_Data supplied_
■ ■ ■ ■ ■
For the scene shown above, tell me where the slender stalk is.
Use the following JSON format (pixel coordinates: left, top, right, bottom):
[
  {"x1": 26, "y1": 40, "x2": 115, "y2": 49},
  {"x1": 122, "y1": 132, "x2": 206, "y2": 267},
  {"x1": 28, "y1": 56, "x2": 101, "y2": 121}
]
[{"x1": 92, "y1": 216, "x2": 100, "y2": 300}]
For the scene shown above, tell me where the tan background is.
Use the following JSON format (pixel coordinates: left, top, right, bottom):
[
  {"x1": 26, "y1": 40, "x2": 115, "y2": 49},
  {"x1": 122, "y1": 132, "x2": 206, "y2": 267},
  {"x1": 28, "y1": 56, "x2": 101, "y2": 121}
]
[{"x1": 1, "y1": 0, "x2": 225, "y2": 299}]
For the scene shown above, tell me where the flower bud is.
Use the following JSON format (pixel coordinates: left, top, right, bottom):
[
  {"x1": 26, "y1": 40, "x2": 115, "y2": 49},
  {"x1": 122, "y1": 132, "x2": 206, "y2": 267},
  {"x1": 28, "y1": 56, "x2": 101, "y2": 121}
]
■ ■ ■ ■ ■
_Task instructions_
Where a line of the entries contains the word "above", copy that line.

_Written answer_
For the scene shown above, tell me where the slender stalk is.
For the scene shown above, tell me where the tan background is.
For the scene shown above, tell me where the flower bud is.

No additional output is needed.